Problema planteado 1 –
Responde estas preguntas según el texto sobre la soberanía:
(a) ¿Qué aceptaron los Estados miembros de la Unión Europea?
(b) ¿Cómo llama la UE al concepto que surge cuando los datos se integran bajo la idea de soberanía?
(c) ¿Cómo se reinventan digitalmente las tradicionales aduanas?

Texto seleccionado –
################
A lo largo del siglo XX, en una sociedad internacional que había atravesado dos guerras mundiales, la noción tradicional de soberanía no resistió el peso de la nueva realidad. La interdependencia económica, la creación de las Naciones Unidas, la adopción de la Declaración Universal de los Derechos Humanos y los procesos de descolonización se convirtieron en grietas sobre el escudo soberano que había portado durante siglos el Estado. Surgió así la idea de una soberanía condicionada por el derecho internacional y por la creciente interdependencia entre Estados.

La Unión Europea llevó ese proceso aún más lejos cuando sus Estados miembros aceptaron ceder competencias soberanas a instituciones supranacionales. La soberanía ya no era un escudo, sino una red de derechos y obligaciones internacionales, y los Estados podían disponer de segmentos de su poder soberano entregándolos a organizaciones internacionales.

En nuestro tiempo, la idea de soberanía relacional también comienza a soportar tensiones impuestas por un mundo en cambio. El territorio nacional, espacio de ejercicio interno de la soberanía, se va erosionando como centro de las relaciones internacionales. No es que el territorio haya dejado (por ahora) de ser importante: las cosas pasan en “algún lugar físico” y sus consecuencias, por lo general, impactan en espacios territoriales más o menos definidos, pero al espacio territorial hay que sumarle hoy el ciberespacio, por definición, no territorial.

La información, devenida recurso estratégico, otorga control sobre el discurso, los sentidos y las decisiones. Los datos, que son el esqueleto de esa información, comienzan a integrarse bajo la idea de soberanía, y nace el concepto que la UE denomina “soberanía digital”, mientras que China identifica como “seguridad del ciberespacio nacional”. Ambos conceptos van al mismo lugar: el dominio nacional sobre la infraestructura tecnológica, incluidos los datos, como nueva base de la soberanía estatal.

La transición no es técnica, sino política y altamente simbólica. Las fronteras que se trazaban en el mapa se desplazan a la nube; las tradicionales aduanas se reinventan digitalmente como firewalls, y las disputas internacionales se traducen en imposiciones de sanciones tecnológicas, bloqueos de software y guerras por el acceso a chips superpotentes. Estamos ante el Leviatán 2.0.

La IA exacerba los dilemas de una concepción de la soberanía desfasada y los expone con crudeza. Los algoritmos orientan la política pública, son parte de los equipos que definen asignaciones de recursos públicos y van a la guerra. En algunos países, la IA se integra en la función judicial, y ya vemos indicios de su incorporación en la función legislativa. Se integra en las funciones básicas del Estado mediante programas creados por corporaciones transnacionales que carecen de legitimidad y no rinden cuentas. Los algoritmos son el telón de fondo de las formas de gobierno actuales, de las disputas por el poder mundial y de la capacidad de ser soberano más allá de los dibujos sobre mapas internacionales, ya de por sí ideologizados.
################
Problema planteado 2 –
Copia de nuevo, sin cambios, las líneas de los registros. Empieza en la primera línea de los registros y termina tras la que contiene "<point>313,455</point>", ambas incluidas.

Datos proporcionados –
################
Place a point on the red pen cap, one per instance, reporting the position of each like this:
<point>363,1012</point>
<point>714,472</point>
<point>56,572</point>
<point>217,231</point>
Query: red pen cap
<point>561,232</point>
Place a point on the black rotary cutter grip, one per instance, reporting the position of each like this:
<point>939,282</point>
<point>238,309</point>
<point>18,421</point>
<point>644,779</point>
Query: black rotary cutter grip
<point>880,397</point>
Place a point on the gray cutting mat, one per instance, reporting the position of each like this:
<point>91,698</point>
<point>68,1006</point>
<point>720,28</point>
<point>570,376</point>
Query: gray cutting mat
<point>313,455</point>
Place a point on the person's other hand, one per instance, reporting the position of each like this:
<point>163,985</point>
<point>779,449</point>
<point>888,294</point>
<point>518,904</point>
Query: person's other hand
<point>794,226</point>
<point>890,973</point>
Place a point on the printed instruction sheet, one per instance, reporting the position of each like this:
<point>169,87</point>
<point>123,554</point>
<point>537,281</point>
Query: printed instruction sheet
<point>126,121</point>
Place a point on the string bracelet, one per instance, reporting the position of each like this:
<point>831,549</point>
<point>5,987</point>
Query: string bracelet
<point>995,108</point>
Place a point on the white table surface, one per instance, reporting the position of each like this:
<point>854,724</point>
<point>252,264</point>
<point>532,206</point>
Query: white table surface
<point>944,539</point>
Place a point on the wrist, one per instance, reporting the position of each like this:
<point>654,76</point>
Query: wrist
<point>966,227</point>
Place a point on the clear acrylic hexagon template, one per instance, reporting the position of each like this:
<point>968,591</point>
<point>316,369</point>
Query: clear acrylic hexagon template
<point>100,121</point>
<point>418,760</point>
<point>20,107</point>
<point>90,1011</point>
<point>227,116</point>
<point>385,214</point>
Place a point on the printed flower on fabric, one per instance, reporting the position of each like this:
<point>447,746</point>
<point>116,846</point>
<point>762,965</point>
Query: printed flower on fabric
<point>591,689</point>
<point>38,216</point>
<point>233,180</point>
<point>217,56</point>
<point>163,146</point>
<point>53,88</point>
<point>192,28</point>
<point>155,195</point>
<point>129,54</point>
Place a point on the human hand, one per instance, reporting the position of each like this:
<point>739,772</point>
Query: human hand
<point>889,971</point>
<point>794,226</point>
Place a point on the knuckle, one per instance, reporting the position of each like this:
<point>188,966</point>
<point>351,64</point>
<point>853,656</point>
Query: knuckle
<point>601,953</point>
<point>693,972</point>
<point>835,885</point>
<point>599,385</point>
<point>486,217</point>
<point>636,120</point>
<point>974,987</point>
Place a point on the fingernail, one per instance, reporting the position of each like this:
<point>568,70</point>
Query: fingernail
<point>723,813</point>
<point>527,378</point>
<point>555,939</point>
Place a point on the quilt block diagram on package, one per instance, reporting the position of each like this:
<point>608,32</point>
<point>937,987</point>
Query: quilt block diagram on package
################
Resultado esperado 1 –
(a) Aceptaron ceder competencias soberanas a instituciones supranacionales.
(b) La UE lo llama "soberanía digital".
(c) Se reinventan como firewalls.

Resultado esperado 2 –
Place a point on the red pen cap, one per instance, reporting the position of each like this:
<point>363,1012</point>
<point>714,472</point>
<point>56,572</point>
<point>217,231</point>
Query: red pen cap
<point>561,232</point>
Place a point on the black rotary cutter grip, one per instance, reporting the position of each like this:
<point>939,282</point>
<point>238,309</point>
<point>18,421</point>
<point>644,779</point>
Query: black rotary cutter grip
<point>880,397</point>
Place a point on the gray cutting mat, one per instance, reporting the position of each like this:
<point>91,698</point>
<point>68,1006</point>
<point>720,28</point>
<point>570,376</point>
Query: gray cutting mat
<point>313,455</point>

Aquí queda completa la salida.